Start of ENTRIES SUPPLIED
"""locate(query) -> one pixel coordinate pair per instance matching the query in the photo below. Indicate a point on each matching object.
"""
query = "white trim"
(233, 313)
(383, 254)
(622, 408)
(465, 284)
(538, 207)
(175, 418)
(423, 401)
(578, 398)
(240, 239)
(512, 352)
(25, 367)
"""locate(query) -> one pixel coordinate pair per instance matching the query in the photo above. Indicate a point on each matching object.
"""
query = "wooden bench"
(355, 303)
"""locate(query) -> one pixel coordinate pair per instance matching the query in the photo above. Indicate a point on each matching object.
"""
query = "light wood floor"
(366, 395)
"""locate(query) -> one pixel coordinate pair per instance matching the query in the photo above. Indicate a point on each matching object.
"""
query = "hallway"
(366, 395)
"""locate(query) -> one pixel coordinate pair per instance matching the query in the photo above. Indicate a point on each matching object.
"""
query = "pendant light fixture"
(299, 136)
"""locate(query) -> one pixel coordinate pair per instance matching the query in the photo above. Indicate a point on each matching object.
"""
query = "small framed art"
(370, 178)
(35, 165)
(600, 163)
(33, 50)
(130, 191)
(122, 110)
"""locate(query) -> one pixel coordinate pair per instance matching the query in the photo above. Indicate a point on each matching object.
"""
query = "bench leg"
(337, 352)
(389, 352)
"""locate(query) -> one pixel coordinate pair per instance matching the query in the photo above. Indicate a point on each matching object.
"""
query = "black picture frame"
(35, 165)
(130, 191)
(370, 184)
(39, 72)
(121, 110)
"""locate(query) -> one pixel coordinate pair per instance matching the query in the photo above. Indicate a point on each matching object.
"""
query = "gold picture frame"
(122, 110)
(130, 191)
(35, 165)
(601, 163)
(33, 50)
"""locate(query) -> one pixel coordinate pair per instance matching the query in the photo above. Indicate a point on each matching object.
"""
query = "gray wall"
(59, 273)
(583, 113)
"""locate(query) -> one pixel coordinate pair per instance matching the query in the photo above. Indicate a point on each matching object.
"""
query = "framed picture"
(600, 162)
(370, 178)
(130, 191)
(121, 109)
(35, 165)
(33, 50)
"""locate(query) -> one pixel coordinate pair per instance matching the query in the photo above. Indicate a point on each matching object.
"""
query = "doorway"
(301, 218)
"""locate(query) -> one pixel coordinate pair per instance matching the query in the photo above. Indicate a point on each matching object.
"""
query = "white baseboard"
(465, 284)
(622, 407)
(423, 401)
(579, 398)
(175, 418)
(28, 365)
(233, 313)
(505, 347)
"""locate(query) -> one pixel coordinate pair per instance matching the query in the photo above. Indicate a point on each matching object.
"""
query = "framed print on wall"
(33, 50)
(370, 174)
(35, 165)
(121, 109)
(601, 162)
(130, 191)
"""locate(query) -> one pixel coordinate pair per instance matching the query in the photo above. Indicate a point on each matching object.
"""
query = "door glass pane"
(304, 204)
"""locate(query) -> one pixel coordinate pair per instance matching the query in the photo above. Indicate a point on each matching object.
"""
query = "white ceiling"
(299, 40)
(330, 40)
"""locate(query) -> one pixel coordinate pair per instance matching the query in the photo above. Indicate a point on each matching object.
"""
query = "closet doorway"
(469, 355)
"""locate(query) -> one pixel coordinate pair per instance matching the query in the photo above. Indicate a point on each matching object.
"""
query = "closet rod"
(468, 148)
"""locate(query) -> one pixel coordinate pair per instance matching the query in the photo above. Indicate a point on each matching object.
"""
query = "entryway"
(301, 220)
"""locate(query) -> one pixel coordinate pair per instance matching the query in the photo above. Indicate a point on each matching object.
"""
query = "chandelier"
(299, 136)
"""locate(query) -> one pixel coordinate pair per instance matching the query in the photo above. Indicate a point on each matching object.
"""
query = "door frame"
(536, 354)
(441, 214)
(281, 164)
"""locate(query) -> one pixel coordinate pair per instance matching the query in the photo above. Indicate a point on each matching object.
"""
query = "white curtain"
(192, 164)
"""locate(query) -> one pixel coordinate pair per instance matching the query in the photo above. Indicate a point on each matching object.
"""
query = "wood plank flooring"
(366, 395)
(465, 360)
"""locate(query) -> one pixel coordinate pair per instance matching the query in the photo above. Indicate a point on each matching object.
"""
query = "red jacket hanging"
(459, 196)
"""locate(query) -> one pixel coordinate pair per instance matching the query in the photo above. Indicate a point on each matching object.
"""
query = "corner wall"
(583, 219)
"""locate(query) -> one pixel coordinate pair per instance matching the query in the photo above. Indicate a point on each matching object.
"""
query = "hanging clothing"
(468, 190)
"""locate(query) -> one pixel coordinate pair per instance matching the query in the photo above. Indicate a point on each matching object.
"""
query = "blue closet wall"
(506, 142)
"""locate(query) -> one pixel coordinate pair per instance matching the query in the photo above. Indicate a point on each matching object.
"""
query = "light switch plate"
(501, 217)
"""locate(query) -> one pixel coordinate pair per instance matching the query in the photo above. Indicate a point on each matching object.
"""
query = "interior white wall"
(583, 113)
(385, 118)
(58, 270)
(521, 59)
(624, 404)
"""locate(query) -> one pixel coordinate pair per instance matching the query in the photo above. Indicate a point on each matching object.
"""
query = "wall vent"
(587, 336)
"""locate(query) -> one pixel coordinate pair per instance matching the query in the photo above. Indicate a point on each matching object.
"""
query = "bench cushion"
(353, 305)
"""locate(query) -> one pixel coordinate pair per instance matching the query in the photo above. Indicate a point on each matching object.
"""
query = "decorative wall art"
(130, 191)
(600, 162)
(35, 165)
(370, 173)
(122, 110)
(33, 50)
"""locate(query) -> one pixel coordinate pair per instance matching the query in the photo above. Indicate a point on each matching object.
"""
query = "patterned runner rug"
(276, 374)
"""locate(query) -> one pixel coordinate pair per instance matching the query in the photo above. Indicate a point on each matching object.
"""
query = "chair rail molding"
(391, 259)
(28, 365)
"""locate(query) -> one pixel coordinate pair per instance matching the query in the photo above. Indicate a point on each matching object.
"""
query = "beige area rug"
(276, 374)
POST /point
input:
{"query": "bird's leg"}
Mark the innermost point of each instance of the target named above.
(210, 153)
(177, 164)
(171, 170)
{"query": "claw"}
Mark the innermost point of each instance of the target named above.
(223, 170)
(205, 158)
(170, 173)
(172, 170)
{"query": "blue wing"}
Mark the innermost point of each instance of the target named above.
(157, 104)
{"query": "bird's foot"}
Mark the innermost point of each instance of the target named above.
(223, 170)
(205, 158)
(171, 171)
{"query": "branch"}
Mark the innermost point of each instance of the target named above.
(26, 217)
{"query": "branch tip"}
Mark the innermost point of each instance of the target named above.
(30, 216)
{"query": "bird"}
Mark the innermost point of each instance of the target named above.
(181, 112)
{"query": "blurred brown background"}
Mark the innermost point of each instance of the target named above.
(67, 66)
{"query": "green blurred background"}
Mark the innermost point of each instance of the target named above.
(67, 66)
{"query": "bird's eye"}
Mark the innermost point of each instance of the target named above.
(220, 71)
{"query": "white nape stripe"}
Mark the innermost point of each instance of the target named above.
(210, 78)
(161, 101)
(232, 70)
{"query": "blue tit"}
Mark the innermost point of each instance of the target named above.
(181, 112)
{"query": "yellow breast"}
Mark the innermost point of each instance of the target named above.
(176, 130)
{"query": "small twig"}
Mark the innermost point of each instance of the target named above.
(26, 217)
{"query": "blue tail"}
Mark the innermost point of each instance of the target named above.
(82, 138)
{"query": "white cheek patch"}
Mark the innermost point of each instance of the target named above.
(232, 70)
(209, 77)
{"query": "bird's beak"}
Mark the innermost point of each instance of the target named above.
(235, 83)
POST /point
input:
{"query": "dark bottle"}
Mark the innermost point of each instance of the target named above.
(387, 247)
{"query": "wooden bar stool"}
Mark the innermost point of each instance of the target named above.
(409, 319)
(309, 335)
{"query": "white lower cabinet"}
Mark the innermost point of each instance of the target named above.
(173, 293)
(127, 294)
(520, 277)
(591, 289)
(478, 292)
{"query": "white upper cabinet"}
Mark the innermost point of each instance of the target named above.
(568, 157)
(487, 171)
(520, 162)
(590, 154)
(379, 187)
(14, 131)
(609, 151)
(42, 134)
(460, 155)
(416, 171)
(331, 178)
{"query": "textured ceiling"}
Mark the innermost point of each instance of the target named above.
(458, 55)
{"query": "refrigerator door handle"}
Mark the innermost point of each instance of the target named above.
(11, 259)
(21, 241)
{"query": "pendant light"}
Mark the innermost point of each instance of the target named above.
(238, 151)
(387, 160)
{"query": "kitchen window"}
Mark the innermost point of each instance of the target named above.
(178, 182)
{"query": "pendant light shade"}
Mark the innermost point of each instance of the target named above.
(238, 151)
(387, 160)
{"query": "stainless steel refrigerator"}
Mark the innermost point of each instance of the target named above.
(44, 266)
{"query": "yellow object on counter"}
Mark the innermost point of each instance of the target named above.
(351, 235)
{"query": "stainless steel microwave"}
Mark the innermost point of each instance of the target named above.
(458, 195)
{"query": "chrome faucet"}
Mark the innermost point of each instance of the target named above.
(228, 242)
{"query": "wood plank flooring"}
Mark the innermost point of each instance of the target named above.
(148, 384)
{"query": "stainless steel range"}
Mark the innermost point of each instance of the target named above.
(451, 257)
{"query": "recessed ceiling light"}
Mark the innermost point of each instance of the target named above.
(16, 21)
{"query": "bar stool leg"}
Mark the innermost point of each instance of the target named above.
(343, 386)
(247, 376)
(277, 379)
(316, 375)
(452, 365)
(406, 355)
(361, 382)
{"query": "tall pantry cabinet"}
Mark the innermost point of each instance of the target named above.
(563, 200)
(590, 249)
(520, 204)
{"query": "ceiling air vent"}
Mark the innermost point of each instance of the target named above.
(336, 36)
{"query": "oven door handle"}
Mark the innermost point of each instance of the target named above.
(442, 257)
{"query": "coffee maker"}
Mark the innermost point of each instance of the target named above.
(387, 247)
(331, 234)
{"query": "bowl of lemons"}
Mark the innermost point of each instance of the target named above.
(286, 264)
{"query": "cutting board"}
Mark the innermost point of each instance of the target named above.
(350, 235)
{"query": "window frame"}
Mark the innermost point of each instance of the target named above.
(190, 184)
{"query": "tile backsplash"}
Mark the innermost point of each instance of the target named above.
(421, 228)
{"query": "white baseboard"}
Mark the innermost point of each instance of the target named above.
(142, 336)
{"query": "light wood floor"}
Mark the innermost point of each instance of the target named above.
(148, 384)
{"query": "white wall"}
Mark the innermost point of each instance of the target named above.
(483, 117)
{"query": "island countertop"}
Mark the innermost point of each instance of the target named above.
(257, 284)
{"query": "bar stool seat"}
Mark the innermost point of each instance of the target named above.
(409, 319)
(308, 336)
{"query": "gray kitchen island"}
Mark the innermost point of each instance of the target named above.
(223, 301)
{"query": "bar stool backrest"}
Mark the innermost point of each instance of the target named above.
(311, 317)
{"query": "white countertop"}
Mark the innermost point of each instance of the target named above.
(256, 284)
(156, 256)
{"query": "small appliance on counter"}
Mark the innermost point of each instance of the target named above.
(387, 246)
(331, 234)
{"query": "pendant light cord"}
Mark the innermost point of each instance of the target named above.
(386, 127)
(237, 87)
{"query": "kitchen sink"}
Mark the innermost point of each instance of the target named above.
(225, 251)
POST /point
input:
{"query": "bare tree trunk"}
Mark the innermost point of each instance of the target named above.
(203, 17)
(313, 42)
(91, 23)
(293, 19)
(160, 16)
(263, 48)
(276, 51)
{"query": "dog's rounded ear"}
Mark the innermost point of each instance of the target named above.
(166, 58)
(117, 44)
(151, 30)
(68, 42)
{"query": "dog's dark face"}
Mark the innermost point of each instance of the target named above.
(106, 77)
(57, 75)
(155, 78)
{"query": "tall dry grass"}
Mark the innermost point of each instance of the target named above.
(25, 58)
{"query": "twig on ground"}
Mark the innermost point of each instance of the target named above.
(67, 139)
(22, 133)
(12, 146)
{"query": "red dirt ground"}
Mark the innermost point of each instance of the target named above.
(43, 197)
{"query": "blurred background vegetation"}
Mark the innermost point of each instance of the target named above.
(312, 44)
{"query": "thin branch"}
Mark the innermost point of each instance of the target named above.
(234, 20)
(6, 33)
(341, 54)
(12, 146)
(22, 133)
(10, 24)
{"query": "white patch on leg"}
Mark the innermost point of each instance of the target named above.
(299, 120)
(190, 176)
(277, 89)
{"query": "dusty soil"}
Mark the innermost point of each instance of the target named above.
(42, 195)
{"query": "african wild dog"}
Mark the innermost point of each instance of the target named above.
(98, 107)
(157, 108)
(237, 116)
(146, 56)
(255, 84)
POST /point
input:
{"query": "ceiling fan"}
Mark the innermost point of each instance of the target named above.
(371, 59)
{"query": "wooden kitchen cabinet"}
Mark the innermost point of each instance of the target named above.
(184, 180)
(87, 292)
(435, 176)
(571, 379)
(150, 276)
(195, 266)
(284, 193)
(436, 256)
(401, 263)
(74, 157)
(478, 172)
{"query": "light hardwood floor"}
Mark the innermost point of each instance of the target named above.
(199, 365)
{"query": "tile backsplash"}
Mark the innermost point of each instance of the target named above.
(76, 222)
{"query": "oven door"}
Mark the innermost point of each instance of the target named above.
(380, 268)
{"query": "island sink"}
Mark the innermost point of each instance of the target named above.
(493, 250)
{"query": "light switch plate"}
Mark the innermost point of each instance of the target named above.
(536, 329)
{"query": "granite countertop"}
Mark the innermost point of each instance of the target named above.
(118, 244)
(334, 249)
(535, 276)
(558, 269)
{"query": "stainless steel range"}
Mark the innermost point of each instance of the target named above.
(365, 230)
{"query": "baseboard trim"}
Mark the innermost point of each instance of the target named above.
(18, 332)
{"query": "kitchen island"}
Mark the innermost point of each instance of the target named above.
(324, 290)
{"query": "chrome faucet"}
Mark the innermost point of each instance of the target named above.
End of ENTRIES SUPPLIED
## YOUR OBJECTIVE
Search the material above for the word "sink", then copy out each line that has it.

## RESULT FOR THIS TASK
{"query": "kitchen sink"}
{"query": "island sink"}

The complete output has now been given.